Segment Start: Data to use

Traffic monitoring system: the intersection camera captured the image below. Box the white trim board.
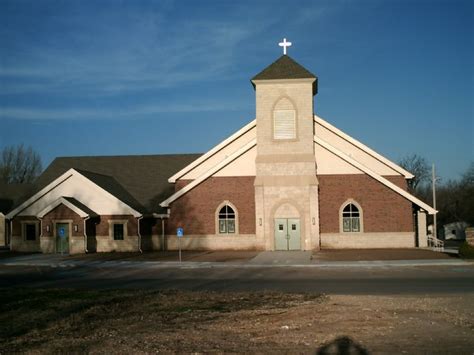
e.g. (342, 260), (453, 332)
(37, 197), (92, 218)
(6, 169), (142, 218)
(315, 136), (436, 214)
(314, 115), (414, 179)
(6, 169), (75, 219)
(168, 119), (256, 183)
(160, 139), (257, 207)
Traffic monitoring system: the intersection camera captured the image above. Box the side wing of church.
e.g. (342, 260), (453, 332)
(160, 55), (435, 251)
(3, 51), (436, 254)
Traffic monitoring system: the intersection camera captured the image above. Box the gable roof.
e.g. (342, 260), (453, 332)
(0, 183), (35, 214)
(13, 154), (200, 215)
(315, 136), (436, 214)
(37, 196), (98, 218)
(314, 115), (414, 179)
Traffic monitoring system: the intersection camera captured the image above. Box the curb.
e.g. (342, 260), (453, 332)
(1, 259), (472, 269)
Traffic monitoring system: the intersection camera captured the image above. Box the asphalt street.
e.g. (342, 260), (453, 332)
(1, 263), (474, 295)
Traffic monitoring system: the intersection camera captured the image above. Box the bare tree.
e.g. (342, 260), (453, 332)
(398, 154), (430, 193)
(0, 144), (42, 184)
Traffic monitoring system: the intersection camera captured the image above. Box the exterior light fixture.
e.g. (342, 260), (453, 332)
(74, 225), (78, 232)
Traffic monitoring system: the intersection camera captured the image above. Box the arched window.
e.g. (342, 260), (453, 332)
(218, 204), (236, 234)
(342, 203), (361, 233)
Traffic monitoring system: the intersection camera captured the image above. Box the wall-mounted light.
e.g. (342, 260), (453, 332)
(259, 218), (262, 226)
(312, 217), (315, 225)
(74, 225), (78, 232)
(46, 225), (50, 232)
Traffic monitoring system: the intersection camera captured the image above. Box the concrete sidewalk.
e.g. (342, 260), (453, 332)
(0, 250), (471, 269)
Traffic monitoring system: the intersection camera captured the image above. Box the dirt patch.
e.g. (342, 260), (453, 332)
(313, 248), (457, 261)
(1, 288), (473, 353)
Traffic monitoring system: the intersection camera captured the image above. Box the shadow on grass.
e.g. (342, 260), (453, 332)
(317, 336), (369, 354)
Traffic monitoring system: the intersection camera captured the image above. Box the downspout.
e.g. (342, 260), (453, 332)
(9, 219), (13, 250)
(137, 216), (143, 253)
(161, 218), (165, 252)
(83, 216), (90, 253)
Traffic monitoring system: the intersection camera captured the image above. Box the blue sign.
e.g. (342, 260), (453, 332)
(59, 228), (65, 238)
(177, 227), (184, 238)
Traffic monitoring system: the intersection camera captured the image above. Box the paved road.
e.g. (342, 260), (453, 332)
(1, 263), (474, 295)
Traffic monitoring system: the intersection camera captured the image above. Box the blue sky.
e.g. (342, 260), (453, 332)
(0, 0), (472, 181)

Segment End: Data to use

** Work item **
Go through the entries above and report every line in which the word "light" appears.

** Answer to the exercise **
Traffic monitoring system: the intersection camera captured the image above. Box the exterior light fixture.
Traffic monitoring system: the intersection camera captured the image above. Box the wall-mounted light.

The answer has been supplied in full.